▶ _YOUR INSTRUCTIONS_:
In the biography of Eugene S. Sarsfield below, on what date was KEARNY torpedoed off Iceland?

▶ _DOCUMENT TEXT_:
Eugene S. Sarsfield

An American Naval Hero

Eugene S. Sarsfield was born in Brooklyn, N.Y., on 19 April 1902 and entered the Naval Academy in 1922. Upon his graduation on 3 June 1926, he was commissioned Ensign and served in NEVADA (BB-36), New York (BB- 34), and HANNIBAL (AG-1) before receiving submarine instruction in 1929 and torpedo training in 1930. During the next four years, he served successively in GREER (DD-146), ARGONNE (AP-4), and CONSTITUTION

Following duty with the 3d Naval District, he joined BADGER (DD-126) in July 1935, and returned to New York in September 1937. He instructed naval reservists in the 3d Naval District for two years before reporting to KEARNY (DD-432) on 10 June 1940 to serve as executive officer and navigator. He was commended by the Secretary of the Navy, Frank Knox, for "Leadership, personal courage and ingenuity in solving the many problems arising under adverse conditions" when KEARNY was torpedoed off Iceland on 17 October 1941.

▶ _MATERIAL SHOWN_:
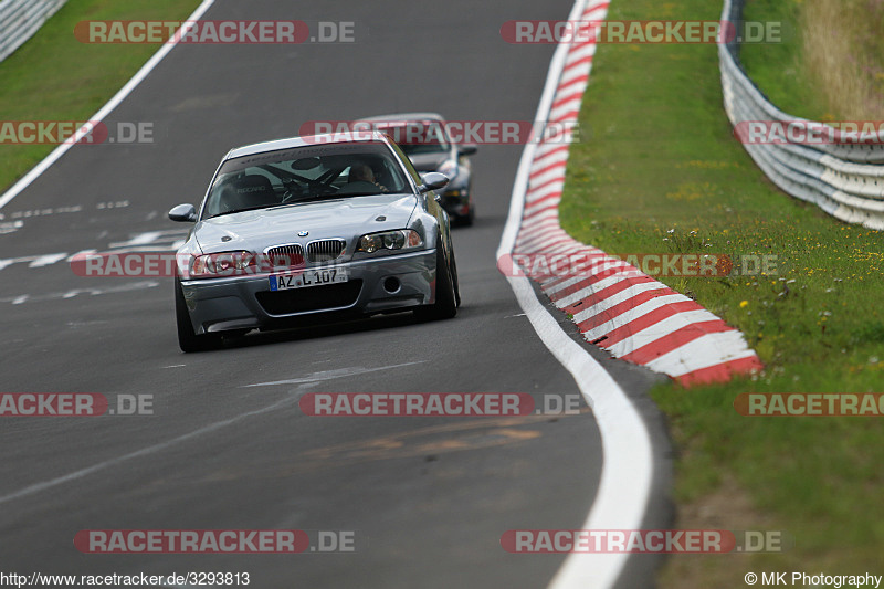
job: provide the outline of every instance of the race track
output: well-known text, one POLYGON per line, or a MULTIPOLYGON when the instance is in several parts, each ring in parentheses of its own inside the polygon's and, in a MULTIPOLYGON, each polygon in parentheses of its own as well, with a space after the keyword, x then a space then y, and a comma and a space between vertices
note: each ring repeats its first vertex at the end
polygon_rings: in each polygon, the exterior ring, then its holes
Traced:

▶ _THE OUTPUT_:
17 October 1941